*INSTRUCTIONS*.
1/ Answer these questions about the forum thread on changing rear struts, one answer a line, marked to match:
(a) How many kilometers does the 2006 X-Trail Bonavista have?
(b) What Nissan part number is given for the dust boots?
(c) Which boot did quadraria10 use on the front struts, and for what vehicle was it made?
2/ In the forum thread on changing rear struts, rewrite the paragraph beginning "Also had some fuel drips" more briefly, keeping its main facts.
3/ Transcribe the forum thread on changing rear struts from "Also had some" up to and including "a happy camper!".

*PASSAGE SHOWN*.
________

# Changing rear struts 2006 Bonavista



## anjp (Jul 3, 2016)

2006 X-Trail Bonavista ed with 284,000 kms

Time to change the struts and am looking for advice/reassurance before I dive in...
Noticed my rear right strut has leaks and it's been a little bumpy lately. I figure if I'm changing one, I might as well change both... Sway bar links also need to be replaced, at least on the passenger side.
I have never changed struts before but I understand the principle and have the FSM. Any tricks I should watch out for? Seems pretty simple.

Questions
1. MONROE OESpectrum 72319/72320 or KYB Excel-G 335604/335605 ?? I can get them from RockAuto or Amazon and either option works out about $110 each strut.
2. Dust boots are ripped and need replacing. Is there a good universal option or must I buy specific to the strut?
3. I plan to compress & reuse the old springs. Is this advisable?

Thanks!

PS
I noticed the strut issue because I was leaking some oil last week and wouldn't you know, the oil pan was disintegrating before my very eyes! Oil just seeping out and so I replaced it ASAP.
Also had some fuel drips coming from the filler neck tube (what are the odds??) but I looked it up and there was a DEALER RECALL on the filler neck, so had that replaced no cost. They also replaced something to do with my passenger side airbag due to recall at the same time.
So I'm a happy camper!


----------



## quadraria10 (Jul 6, 2010)

Will be curious to hear how it goes. I have done my front ones but haven't replaced the rears so far. I would stick with KYB as they made the original ones. Most people reuse the springs, assuming they are in good shape. I do know of one Xtrail that had to have its rear springs replaced when one broke. So check for excessive rust and cracks but it should be fine.
Finding the boots will be fun-- Nissan part 55240-8H500 at the dealer but quite pricey if memory serves. For my front ones, I used KYB SB104 for a 2004 Murano which I found fit perfectly. So I would probably seek to order a similar generic that fits the rear of the 04 Murano from RockAuto such as

More Information for MOOG K90462

It has the similar smaller bump stop at the top, though unlike the Nissan one it comes in two pieces that you assemble. They also have a few other options for the rear, but nothing from KYB for those that I can see.

Here is a breakdown of the different strut components 

http://nissan4u.com/parts/x_trail/e...rear_axle_and_rear_suspension/illustration_1/


----------



## anjp (Jul 3, 2016)

quadraria10 said:


> Will be curious to hear how it goes. I have done my front ones but haven't replaced the rears so far. I would stick with KYB as they made the original ones. Most people reuse the springs, assuming they are in good shape. I do know of one Xtrail that had to have its rear springs replaced when one broke. So check for excessive rust and cracks but it should be fine.

________

*GIVEN RECORDS*.
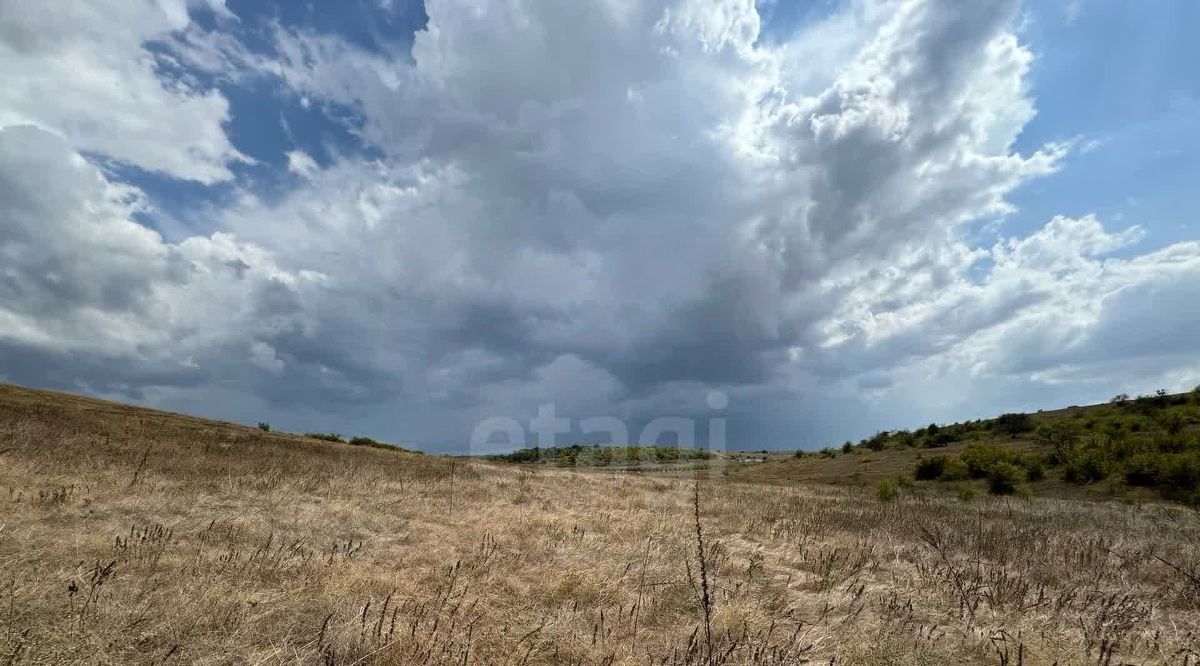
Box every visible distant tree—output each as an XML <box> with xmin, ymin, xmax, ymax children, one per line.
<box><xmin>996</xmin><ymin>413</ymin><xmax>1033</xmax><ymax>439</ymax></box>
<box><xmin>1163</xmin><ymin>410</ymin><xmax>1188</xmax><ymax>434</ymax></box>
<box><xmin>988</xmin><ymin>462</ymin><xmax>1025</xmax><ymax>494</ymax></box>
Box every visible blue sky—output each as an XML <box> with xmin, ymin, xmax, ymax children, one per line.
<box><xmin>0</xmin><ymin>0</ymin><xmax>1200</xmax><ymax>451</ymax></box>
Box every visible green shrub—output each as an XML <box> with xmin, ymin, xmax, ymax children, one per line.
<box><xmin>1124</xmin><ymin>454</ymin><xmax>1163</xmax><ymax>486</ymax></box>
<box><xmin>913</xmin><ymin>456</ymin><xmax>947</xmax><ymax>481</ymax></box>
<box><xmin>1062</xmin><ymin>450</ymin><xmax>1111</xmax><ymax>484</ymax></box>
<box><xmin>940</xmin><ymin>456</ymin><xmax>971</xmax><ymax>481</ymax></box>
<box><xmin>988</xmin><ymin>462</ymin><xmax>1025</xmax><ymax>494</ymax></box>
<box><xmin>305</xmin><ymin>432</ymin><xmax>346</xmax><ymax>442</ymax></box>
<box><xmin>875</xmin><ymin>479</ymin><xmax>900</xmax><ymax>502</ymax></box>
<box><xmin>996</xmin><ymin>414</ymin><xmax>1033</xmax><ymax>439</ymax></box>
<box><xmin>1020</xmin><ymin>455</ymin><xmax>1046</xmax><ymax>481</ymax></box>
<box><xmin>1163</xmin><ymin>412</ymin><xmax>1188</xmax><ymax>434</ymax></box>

________

*SOLUTIONS BY TASK*.
1/
(a) 284,000 kms
(b) 55240-8H500
(c) KYB SB104, made for a 2004 Murano

2/ Fuel was dripping from the filler neck tube, and a dealer recall covered the filler neck, so it was replaced at no cost. At the same time, a recall also had the dealer replace something involving the passenger side airbag.

3/
Also had some fuel drips coming from the filler neck tube (what are the odds??) but I looked it up and there was a DEALER RECALL on the filler neck, so had that replaced no cost. They also replaced something to do with my passenger side airbag due to recall at the same time.
So I'm a happy camper!